> _PROBLEM SET_:
1) Print, word for word, the part of the text on Java date parsing starting at "2016-03-17T05:19:24.123456789Z" and ending at "with ISO 8601.".
2) Render the lines of the listing as a JSON list of strings with one string per line and no blank lines. Start at the line containing "Instruction for this HIT: find and box each sunflower petal", end at the line containing "151 0 215 45", include both of those lines, and leave out every other line.

> _PROVIDED TEXT_:
+ + + + +

LocalDateTime.parse(
    "2016-03-16 01:14:21.6739".replace( " " , "T" )  // Comply with ISO 8601 standard format.
)

Milliseconds versus Microseconds

As others noted, java.util.Date has millisecond resolution. That means up to 3 digits of a decimal fraction of second.

You have 4 digits in your input string, one too many. Your input value demands finer resolution such as microseconds or nanoseconds.

java.time

Instead of using the flawed, confusing, and troublesome java.util.Date/.Calendar classes, move on to their replacement: the java.time framework built into Java 8 and later.

The java.time classes have a resolution of nanosecond, up to nine digits of decimal fraction of a second. For example:

2016-03-17T05:19:24.123456789Z

ISO 8601

Your string input is almost in standard ISO 8601 format used by default in java.time when parsing/generating textual representations of date-time values. Replace that space in the middle with a T to comply with ISO 8601.

+ + + + +

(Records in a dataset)
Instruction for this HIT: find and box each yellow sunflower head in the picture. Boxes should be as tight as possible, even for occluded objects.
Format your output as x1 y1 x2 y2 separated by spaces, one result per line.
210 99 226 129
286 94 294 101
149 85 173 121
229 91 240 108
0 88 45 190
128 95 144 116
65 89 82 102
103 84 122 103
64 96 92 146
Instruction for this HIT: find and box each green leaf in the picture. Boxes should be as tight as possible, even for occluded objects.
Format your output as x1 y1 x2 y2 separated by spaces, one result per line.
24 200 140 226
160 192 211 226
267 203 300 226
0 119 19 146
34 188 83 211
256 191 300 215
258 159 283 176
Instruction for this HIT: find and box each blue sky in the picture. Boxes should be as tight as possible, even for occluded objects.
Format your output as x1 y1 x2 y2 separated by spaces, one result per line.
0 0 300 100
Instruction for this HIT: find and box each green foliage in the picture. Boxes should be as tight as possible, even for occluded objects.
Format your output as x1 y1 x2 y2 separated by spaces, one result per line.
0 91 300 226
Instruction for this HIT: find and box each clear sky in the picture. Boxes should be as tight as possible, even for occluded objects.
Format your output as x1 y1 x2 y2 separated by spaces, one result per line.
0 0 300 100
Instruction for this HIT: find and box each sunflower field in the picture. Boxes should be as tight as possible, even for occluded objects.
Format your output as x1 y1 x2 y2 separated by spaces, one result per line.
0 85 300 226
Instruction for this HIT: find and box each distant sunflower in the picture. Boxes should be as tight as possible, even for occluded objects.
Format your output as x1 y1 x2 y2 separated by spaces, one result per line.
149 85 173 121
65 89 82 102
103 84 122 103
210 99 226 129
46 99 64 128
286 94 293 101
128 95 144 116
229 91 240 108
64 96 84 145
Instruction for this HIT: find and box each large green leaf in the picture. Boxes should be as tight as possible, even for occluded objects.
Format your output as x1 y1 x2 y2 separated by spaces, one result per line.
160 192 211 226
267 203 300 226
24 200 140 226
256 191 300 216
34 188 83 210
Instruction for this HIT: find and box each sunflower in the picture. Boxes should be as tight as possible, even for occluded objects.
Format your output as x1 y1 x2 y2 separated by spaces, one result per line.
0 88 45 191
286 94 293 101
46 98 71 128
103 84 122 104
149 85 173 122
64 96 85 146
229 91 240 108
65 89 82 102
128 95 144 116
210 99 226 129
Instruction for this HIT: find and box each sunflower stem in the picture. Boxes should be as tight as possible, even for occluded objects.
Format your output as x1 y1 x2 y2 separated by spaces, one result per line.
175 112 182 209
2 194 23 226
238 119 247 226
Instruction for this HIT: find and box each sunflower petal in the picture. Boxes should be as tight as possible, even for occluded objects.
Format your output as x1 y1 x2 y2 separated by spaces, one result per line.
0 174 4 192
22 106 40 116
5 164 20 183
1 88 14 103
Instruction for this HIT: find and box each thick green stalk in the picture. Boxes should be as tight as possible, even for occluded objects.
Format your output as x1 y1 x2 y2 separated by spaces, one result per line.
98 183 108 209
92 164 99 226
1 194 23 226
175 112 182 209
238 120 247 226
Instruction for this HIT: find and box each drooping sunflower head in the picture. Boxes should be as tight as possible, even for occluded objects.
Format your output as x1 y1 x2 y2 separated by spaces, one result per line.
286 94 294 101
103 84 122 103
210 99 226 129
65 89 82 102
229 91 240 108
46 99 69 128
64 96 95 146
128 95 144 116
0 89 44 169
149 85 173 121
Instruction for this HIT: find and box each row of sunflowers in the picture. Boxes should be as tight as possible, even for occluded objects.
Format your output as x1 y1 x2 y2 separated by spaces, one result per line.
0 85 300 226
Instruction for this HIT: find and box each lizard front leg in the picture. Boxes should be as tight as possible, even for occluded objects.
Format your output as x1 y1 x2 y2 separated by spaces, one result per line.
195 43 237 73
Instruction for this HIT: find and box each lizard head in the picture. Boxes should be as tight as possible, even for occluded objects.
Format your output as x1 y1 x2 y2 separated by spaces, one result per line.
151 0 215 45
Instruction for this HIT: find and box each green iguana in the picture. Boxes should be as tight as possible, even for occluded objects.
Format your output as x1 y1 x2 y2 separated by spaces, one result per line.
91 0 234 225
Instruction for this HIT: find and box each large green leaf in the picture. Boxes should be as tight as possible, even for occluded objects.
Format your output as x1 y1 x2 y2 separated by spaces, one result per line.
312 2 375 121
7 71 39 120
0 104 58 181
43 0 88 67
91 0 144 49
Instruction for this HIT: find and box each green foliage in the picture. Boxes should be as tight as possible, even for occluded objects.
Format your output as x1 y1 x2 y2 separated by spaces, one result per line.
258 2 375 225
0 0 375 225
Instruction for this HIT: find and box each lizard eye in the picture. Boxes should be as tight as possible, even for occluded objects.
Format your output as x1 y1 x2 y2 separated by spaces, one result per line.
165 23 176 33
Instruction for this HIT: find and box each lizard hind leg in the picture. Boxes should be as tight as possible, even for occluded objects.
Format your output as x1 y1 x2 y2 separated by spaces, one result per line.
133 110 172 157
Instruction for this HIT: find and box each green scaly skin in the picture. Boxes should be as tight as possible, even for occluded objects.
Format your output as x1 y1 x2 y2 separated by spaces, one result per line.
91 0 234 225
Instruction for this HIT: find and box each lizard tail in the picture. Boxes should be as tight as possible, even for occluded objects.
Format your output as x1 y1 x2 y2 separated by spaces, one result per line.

+ + + + +

> _RESPONSES TO THE EXERCISE_:
1)
2016-03-17T05:19:24.123456789Z

ISO 8601

Your string input is almost in standard ISO 8601 format used by default in java.time when parsing/generating textual representations of date-time values. Replace that space in the middle with a T to comply with ISO 8601.

2)
[
  "Instruction for this HIT: find and box each sunflower petal in the picture. Boxes should be as tight as possible, even for occluded objects.",
  "Format your output as x1 y1 x2 y2 separated by spaces, one result per line.",
  "0 174 4 192",
  "22 106 40 116",
  "5 164 20 183",
  "1 88 14 103",
  "Instruction for this HIT: find and box each thick green stalk in the picture. Boxes should be as tight as possible, even for occluded objects.",
  "Format your output as x1 y1 x2 y2 separated by spaces, one result per line.",
  "98 183 108 209",
  "92 164 99 226",
  "1 194 23 226",
  "175 112 182 209",
  "238 120 247 226",
  "Instruction for this HIT: find and box each drooping sunflower head in the picture. Boxes should be as tight as possible, even for occluded objects.",
  "Format your output as x1 y1 x2 y2 separated by spaces, one result per line.",
  "286 94 294 101",
  "103 84 122 103",
  "210 99 226 129",
  "65 89 82 102",
  "229 91 240 108",
  "46 99 69 128",
  "64 96 95 146",
  "128 95 144 116",
  "0 89 44 169",
  "149 85 173 121",
  "Instruction for this HIT: find and box each row of sunflowers in the picture. Boxes should be as tight as possible, even for occluded objects.",
  "Format your output as x1 y1 x2 y2 separated by spaces, one result per line.",
  "0 85 300 226",
  "Instruction for this HIT: find and box each lizard front leg in the picture. Boxes should be as tight as possible, even for occluded objects.",
  "Format your output as x1 y1 x2 y2 separated by spaces, one result per line.",
  "195 43 237 73",
  "Instruction for this HIT: find and box each lizard head in the picture. Boxes should be as tight as possible, even for occluded objects.",
  "Format your output as x1 y1 x2 y2 separated by spaces, one result per line.",
  "151 0 215 45"
]